LESETEXT:
↓

Nach dem historischen Teil des vorliegenden Buches kommt der Autor auf die Verfassung des Staats der Vatikanstadt zu sprechen und geht – für ein kompaktes Werk wie dieses – recht ausführlich auf Territorium und Staatsvolk ein. Hier erfährt der Leser etwa, dass neben dem Vatikan selbst auch einige extraterritoriale Gebäude zum Staat gehören. Das bedeutet: „Prinzipiell bleiben sie Teil des italienischen Staatsgebiets, werden aber wie Botschaftsgebäude ausländischer Staaten behandelt.“
Zusammengerechnet macht die Fläche dieser extraterritorialen Gebäude sogar ein Gebiet aus, das größer ist als der Vatikan selbst. Nichtsdestotrotz gilt: „Im Vatikan herrscht chronische Platznot. Nicht einmal für alle Kurienkardinäle steht Wohnraum im Vatikan oder in einem der extraterritorialen Gebäude zur Verfügung.“
Das sechste Kapitel befasst sich mit den „Eigenheiten eines Mikrostaates“. Wer wissen will, wie etwa das Postwesen funktioniert oder wie sich Militär und Ordnungskräfte im kleinsten Staat der Welt verhalten, der jedoch täglich riesige Mengen von Pilgern und Touristen begrüßt, wird hier fündig.

↑

AUFGABE 1: Schreiben Sie alle Stellen aus der Buchbesprechung zum Vatikanstaat heraus, die in Anführungszeichen stehen.
AUFGABE 2: Schreiben Sie die Buchbesprechung zum Vatikanstaat im Anschluss an ihren letzten Satz weiter.
Für die Bearbeitung braucht man die Daten nicht.

BEREITGESTELLTE DATEN:
↓

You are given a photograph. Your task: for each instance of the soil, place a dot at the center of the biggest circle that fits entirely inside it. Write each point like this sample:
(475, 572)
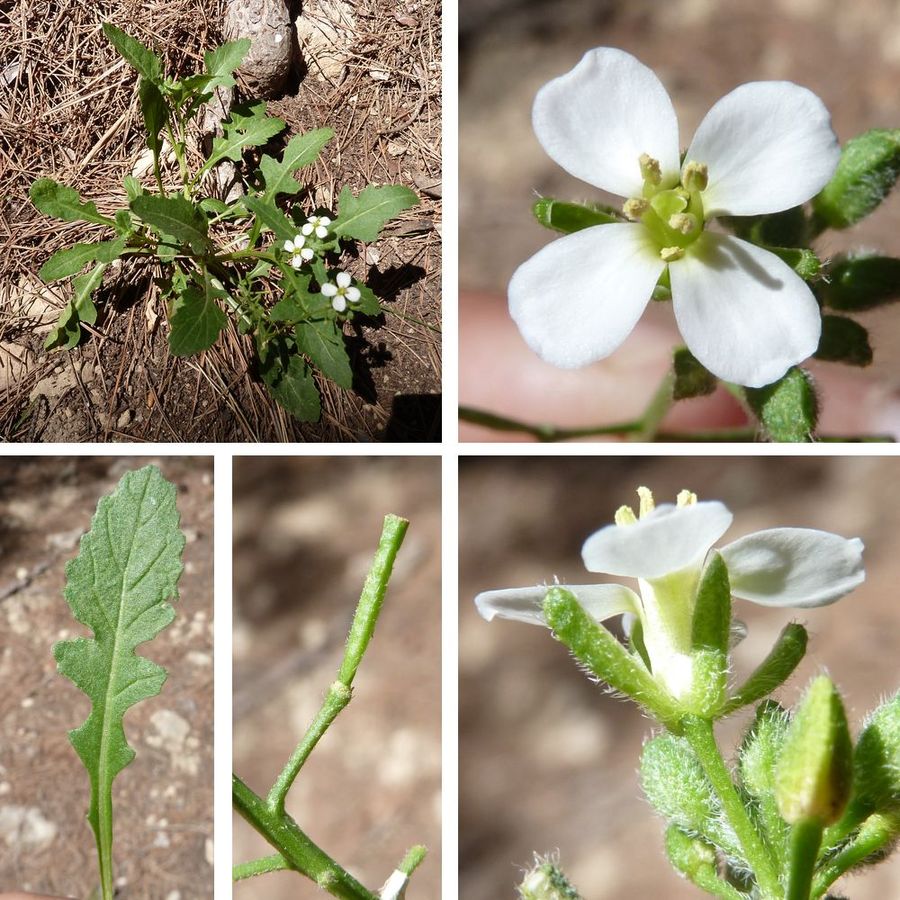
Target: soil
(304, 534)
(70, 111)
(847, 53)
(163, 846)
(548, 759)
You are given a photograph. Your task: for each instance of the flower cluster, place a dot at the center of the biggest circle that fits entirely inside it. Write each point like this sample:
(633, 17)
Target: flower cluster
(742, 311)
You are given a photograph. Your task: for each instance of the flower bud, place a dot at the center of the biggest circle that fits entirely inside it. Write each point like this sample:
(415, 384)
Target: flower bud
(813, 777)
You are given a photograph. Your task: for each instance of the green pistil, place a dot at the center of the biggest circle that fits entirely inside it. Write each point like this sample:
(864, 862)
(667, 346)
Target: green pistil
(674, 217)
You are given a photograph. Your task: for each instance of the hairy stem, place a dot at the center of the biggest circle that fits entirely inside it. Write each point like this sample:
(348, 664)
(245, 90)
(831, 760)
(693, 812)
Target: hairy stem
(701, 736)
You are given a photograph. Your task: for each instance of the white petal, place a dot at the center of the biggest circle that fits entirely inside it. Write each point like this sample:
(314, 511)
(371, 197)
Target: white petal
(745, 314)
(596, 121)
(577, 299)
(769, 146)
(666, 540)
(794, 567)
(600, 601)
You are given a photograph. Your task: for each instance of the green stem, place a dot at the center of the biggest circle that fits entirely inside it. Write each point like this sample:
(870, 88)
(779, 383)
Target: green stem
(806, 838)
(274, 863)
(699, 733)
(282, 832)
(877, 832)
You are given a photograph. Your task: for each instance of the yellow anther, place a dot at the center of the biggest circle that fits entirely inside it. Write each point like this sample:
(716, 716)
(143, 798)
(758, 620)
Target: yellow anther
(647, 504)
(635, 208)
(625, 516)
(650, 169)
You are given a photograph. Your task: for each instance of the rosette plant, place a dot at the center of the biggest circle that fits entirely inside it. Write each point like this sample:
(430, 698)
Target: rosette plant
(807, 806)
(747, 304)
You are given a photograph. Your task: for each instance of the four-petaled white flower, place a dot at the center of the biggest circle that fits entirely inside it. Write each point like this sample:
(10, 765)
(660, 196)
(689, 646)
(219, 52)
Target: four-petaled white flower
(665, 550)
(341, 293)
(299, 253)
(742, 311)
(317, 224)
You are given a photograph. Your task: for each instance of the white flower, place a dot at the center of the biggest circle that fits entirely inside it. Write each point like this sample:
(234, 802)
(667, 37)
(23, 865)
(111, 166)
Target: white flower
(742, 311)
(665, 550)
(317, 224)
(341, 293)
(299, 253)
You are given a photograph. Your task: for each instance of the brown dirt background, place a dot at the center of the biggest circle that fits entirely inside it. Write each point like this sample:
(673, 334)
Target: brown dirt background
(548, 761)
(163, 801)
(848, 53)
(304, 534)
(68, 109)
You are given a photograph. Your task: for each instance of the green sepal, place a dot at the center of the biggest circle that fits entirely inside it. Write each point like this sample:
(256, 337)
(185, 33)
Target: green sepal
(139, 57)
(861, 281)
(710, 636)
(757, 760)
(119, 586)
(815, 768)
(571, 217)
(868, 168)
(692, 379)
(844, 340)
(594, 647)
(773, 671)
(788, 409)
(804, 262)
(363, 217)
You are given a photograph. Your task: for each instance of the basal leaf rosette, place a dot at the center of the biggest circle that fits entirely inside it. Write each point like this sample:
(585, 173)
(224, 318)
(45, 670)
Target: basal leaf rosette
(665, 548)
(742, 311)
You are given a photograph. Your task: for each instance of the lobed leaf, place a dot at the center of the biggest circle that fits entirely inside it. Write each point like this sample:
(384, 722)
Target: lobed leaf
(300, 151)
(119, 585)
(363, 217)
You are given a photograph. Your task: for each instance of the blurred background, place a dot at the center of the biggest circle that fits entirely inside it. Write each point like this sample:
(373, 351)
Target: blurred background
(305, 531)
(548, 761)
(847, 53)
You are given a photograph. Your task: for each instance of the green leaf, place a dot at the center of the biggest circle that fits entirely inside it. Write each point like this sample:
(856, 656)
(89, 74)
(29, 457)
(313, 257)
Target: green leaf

↑

LÖSUNG 1:
„Prinzipiell bleiben sie Teil des italienischen Staatsgebiets, werden aber wie Botschaftsgebäude ausländischer Staaten behandelt.“
„Im Vatikan herrscht chronische Platznot. Nicht einmal für alle Kurienkardinäle steht Wohnraum im Vatikan oder in einem der extraterritorialen Gebäude zur Verfügung.“
„Eigenheiten eines Mikrostaates“

LÖSUNG 2:
Deutliche Einordnungen und Wertungen des Autors finden sich vor allem im letzten Kapitel. Die besondere Schwierigkeit des Vatikans bringt er auf den Punkt: „Es wird nicht säuberlich zwischen staatlichem und religiösem Bereich, zwischen weltlichen und geistlichen Fragen getrennt. Das gilt zum einen für die Person des Pontifex, der wohl das einzige Staatsoberhaupt der Welt sein dürfte, der dieses Amt als ‚Nebenjob‘ ausübt. Zum anderen hat die wichtigste Behörde der Kurie, das Staatssekretariat, sowohl Aufgaben in der Weltkirche als auch in der Staatsverwaltung. Selbst für einen Insider sind die Kompetenzen nicht immer klar zu unterscheiden.“
Nicht zustimmen kann man Ernesti mit Blick auf die Frauenfrage: „Warum nicht längst das Amt der Diakonin, das es in der Antike gegeben hat, wieder eingeführt worden ist, bleibt unerklärlich.“ Dass es weibliche Diakone im gleichen Sinne gab, wie man von männlichen Diakonen spricht, ist nämlich nicht korrekt. Entsprechend haben auch mehrere vom Papst eingesetzte Kommissionen keine entsprechenden Hinweise zu Tage fördern können.
An anderer Stelle räumt Ernesti ein: „Wieviel Sprengstoff diese Fragen, die letztlich mit der Genderproblematik zu tun haben, entwickeln können, zeigt das Beispiel des Anglikanismus, in dem es praktisch zu einem Schisma (einer Kirchenspaltung) zwischen westlichen und afrikanischen Kirchen gekommen ist. In der katholischen Kirche ist man leider noch weit davon entfernt, unterschiedliche kulturell bedingte Positionen als Ausdruck einer legitimen Vielfalt anzusehen.“ Wieso der Autor von „leider“ spricht, wenn doch im Satz davor von einem Schisma bei den Anglikanern die Rede ist, wird nicht ersichtlich.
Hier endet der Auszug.